### Ziel der Übung
Such im folgenden Material jede Zeile heraus, in der das Wort „frame“ vorkommt, und schreib sie ab.

### Bereitgestelltes Material
++++

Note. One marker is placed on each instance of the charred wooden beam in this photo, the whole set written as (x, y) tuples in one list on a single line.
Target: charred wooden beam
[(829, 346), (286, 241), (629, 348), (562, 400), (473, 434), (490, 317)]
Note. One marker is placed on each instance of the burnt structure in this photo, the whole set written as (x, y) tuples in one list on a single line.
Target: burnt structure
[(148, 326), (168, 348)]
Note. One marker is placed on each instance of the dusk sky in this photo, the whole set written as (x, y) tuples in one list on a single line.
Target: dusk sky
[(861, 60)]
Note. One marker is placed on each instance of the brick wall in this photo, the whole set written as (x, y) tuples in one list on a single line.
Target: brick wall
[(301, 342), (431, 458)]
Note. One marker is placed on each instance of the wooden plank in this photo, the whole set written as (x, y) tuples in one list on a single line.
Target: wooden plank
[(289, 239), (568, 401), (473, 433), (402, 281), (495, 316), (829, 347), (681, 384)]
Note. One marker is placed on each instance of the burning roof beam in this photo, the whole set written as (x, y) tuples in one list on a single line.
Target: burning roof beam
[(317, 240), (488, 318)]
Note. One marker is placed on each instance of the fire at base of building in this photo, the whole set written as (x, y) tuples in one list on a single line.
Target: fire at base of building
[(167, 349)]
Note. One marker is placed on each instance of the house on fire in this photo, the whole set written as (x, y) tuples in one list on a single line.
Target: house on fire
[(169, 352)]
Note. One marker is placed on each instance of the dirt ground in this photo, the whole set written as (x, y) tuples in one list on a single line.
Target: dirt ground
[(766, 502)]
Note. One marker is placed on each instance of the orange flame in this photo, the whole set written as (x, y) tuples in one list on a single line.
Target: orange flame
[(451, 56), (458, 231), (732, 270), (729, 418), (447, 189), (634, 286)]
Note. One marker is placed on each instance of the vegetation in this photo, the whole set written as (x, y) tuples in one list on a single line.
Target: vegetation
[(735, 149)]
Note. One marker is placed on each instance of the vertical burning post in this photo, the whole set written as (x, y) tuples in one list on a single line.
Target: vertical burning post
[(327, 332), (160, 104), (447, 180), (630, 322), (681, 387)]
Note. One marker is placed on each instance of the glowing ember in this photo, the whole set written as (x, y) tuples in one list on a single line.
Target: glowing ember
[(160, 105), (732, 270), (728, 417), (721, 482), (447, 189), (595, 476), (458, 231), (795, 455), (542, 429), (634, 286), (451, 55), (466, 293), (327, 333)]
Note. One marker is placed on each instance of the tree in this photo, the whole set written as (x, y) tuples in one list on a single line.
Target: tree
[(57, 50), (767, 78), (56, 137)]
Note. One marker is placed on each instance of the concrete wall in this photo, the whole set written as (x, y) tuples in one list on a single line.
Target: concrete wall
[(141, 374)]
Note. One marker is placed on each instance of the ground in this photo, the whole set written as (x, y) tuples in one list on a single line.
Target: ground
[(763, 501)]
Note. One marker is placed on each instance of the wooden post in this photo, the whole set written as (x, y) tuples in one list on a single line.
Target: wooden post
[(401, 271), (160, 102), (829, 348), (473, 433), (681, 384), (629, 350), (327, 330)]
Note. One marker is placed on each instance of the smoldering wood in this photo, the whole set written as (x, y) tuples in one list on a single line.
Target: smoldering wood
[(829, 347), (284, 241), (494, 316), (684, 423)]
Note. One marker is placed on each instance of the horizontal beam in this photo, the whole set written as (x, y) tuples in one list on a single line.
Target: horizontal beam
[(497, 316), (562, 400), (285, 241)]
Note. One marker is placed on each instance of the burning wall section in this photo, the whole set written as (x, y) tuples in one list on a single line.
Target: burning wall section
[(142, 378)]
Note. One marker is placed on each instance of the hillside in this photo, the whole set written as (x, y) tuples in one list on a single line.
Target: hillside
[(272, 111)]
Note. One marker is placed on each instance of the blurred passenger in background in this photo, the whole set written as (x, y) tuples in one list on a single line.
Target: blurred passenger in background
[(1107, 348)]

++++

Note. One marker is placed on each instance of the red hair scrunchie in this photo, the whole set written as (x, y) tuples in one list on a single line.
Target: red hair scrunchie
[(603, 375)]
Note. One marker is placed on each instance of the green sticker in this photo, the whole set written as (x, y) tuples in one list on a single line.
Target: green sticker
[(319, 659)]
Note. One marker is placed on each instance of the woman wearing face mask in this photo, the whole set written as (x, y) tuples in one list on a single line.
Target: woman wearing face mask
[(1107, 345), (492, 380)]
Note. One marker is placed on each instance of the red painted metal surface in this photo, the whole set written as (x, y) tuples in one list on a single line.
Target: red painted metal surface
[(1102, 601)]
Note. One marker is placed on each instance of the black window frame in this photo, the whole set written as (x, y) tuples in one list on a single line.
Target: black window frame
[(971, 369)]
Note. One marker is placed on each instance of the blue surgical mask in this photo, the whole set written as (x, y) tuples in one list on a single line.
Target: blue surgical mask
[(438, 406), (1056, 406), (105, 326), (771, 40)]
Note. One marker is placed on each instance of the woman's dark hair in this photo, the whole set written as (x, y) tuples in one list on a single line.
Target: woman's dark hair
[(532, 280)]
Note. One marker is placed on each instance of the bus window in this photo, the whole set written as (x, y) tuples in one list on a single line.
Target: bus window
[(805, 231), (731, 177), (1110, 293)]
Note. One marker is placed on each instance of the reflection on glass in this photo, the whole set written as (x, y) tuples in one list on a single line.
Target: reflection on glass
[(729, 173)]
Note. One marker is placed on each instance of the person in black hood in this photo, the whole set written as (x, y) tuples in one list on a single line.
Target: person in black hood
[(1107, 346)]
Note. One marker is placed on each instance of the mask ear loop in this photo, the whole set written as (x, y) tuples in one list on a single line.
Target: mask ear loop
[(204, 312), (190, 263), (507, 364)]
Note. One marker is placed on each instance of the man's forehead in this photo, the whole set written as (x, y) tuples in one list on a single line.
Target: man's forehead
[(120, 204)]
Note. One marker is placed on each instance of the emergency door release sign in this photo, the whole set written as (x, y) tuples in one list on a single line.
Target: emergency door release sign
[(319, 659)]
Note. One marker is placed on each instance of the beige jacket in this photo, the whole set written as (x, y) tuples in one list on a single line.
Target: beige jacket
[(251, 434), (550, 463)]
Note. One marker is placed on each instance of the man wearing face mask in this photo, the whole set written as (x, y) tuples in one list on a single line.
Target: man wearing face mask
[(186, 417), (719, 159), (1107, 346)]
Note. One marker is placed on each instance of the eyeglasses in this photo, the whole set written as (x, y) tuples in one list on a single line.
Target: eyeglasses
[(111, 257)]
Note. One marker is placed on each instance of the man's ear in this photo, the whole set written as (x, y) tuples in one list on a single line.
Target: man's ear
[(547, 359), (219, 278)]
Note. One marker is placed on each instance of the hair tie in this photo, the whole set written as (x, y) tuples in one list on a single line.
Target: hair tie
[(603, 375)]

++++

### Vollständige Ausgabe
Note. One marker is placed on each instance of the black window frame in this photo, the whole set written as (x, y) tuples in one list on a single line.
Target: black window frame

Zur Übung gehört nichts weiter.